Descrição do problema. Por favor, explique por que o texto sobre os modos de ver o cinema chama de lícita a preocupação dos saudosistas, em uma a três frases.

Texto de apoio.
━━━━━━━━

Amor Livre (parte 1)
Sobre os modos de ver e amar o cinema.
Eu mencionei no meu post anterior que comecei na especialização em estudos cinematográficos, não? Pois é, finalmente tentando formalizar e organizar algumas informações que reuni no decorrer destes anos de trabalho, procurando transformá-las em, quem sabe, conhecimentos. Vamos ver no que dá...
A movitação deste texto de agora partiu da aula inaugural do curso, ministrada por João Luiz Vieira, coordenador do Programa de Pós-Graduação em Comunicação da Universidade Federal Fluminense. Confesso que demorei um pouco pra entrar no ritmo a princípio lento, mas que logo (talvez por conta da tomada de ritmo do próprio palestrante) a coisa ficou muito interessante. Um dos pontos abordados – e que certamente será assunto polêmico durante todo o decorrer do curso – é o advento das chamadas “novas mídias”, que crescem vertiginosamente e vão, aos poucos e aos muitos, modificando a nossa relação com a forma de arte mais significativa do século XX.
Os mais saudosistas clamavam pela preservação (conceitual ou ideológica, que seja) do “verdadeiro cinema”, aquela do evento social em que um grupo heterogêneo recém-reunido se reúne dentro de uma sala escura para se entregar totalitariamente a uma experiência estética audiovisual, diante de uma tela de cerca de 9 metros por 3, som preferencialmente em boas condições e uma cópia em película contendo inúmeros fotogramas subseqüentes sendo projetados rapidamente um após outro num único ponto, causando-nos a ilusão de uma única imagem em movimento.
Preocupação lícita – sem dúvida, trata-se de uma belíssima experiência, que aos nossos tempos e a outros também pode ser considerada até necessária para uma prática social que permita um aprofundamento estético de forma coletiva, uma reflexão múltipla simultânea, única e diversa ao mesmo tempo, numa imprevisível influência de percepção recíproca. Enfim, o cinema como ainda gostamos de conceber, como ainda enxergamos como ideal, como ainda amamos.

━━━━━━━━

Entradas fornecidas.
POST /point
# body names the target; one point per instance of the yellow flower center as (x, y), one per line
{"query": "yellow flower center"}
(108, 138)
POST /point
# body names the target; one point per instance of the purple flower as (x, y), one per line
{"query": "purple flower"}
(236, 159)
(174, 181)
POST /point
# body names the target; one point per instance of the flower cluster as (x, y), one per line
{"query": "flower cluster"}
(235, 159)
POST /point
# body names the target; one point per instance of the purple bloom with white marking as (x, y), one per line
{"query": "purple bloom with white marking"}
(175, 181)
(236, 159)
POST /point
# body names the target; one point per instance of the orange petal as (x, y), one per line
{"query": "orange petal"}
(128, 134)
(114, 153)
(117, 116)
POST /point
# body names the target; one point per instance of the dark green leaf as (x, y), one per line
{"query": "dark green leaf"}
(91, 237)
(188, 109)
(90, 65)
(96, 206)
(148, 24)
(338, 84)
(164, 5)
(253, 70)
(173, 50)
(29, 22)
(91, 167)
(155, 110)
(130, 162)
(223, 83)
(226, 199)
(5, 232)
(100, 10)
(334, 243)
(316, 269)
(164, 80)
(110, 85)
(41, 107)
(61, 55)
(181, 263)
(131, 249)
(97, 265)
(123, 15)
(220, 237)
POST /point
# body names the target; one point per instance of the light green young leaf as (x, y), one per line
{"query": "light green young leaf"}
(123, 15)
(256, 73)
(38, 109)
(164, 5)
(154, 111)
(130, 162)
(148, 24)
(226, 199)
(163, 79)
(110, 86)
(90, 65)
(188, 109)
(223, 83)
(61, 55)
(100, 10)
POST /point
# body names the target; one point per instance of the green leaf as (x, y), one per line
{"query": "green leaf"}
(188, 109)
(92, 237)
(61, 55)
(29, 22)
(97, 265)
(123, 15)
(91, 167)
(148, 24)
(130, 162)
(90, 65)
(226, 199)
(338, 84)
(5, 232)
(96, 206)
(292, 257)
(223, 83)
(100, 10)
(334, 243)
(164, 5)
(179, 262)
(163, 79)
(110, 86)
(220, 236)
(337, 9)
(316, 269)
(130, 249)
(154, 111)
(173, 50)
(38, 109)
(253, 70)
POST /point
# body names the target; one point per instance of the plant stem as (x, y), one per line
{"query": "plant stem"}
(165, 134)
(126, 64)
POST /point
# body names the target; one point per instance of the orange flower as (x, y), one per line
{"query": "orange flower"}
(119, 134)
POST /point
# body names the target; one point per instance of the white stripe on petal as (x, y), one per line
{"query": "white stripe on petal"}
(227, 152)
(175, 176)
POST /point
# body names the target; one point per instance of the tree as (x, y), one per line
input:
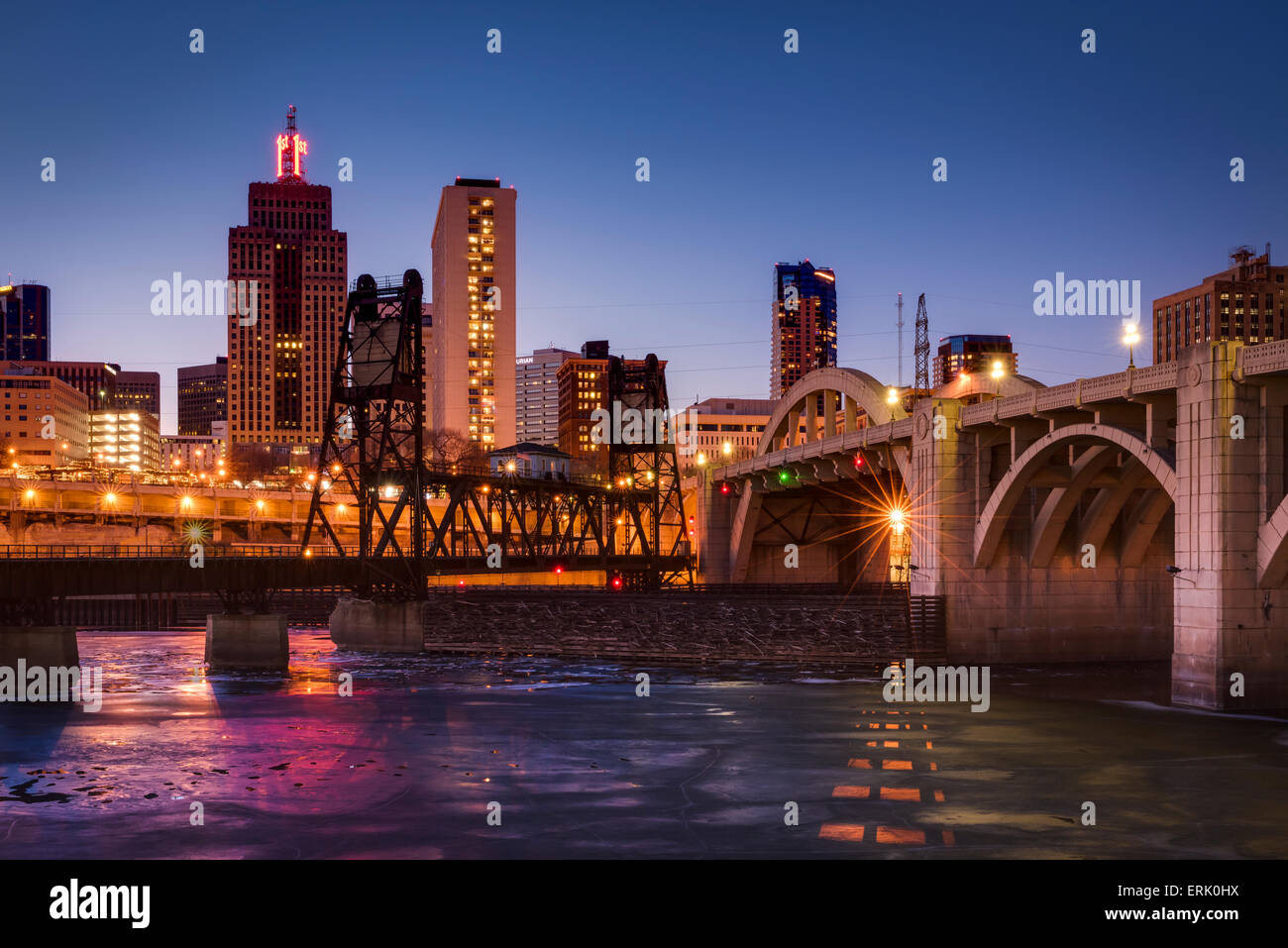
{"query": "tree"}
(451, 446)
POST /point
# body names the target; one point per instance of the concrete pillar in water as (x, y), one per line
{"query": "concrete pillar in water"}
(372, 626)
(246, 642)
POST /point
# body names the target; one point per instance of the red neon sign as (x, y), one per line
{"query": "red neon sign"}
(290, 150)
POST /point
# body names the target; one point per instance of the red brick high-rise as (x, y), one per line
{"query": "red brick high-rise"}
(1244, 301)
(279, 364)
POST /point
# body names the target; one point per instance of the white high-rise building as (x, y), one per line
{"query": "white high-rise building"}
(537, 395)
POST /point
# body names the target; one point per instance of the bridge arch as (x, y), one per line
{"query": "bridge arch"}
(1273, 549)
(1059, 505)
(842, 393)
(861, 390)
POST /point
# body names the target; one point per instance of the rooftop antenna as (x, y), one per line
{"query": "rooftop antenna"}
(900, 324)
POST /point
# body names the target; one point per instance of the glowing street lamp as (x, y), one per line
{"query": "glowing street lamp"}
(1131, 337)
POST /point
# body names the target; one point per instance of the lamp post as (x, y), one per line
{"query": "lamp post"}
(1131, 335)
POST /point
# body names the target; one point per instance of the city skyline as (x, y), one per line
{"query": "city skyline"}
(1017, 207)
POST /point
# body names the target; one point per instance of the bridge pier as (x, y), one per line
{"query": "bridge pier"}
(1225, 625)
(248, 642)
(376, 626)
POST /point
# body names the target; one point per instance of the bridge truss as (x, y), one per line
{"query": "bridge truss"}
(417, 518)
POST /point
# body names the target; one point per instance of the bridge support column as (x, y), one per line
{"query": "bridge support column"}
(939, 468)
(715, 526)
(248, 642)
(373, 626)
(1225, 625)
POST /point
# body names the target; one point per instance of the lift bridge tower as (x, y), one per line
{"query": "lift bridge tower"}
(645, 507)
(373, 441)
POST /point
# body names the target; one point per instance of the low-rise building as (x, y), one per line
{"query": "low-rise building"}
(529, 460)
(43, 420)
(125, 440)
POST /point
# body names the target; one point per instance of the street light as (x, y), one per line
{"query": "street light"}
(1131, 337)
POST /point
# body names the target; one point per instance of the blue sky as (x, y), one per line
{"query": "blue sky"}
(1106, 166)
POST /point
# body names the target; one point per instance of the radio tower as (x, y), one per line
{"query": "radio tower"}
(900, 324)
(921, 350)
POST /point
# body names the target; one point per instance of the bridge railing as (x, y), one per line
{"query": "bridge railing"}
(159, 550)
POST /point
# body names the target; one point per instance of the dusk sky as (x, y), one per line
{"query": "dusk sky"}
(1113, 165)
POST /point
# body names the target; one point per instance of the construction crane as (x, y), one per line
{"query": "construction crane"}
(921, 350)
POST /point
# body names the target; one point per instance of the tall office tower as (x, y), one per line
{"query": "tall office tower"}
(583, 382)
(537, 395)
(281, 351)
(141, 390)
(202, 395)
(25, 322)
(583, 388)
(1244, 301)
(475, 305)
(973, 353)
(804, 324)
(426, 359)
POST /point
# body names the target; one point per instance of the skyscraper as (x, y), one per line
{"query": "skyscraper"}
(282, 352)
(140, 390)
(25, 322)
(1243, 301)
(202, 395)
(804, 324)
(475, 305)
(537, 395)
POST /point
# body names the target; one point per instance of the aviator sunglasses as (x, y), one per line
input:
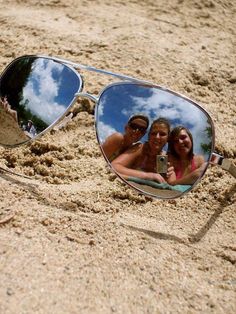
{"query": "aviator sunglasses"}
(38, 92)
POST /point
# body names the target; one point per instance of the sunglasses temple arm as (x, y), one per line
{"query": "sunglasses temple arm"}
(101, 71)
(225, 163)
(13, 173)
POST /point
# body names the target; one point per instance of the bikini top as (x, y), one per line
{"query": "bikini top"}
(180, 173)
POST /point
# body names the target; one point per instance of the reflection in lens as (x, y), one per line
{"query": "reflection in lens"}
(37, 91)
(140, 164)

━━━━━━━━

Resposta desenvolvida. Porque a experiência do cinema numa sala escura é belíssima e pode ser considerada até necessária para uma prática social que permita um aprofundamento estético coletivo. Ela oferece uma reflexão múltipla e simultânea, única e diversa ao mesmo tempo, numa imprevisível influência de percepção recíproca.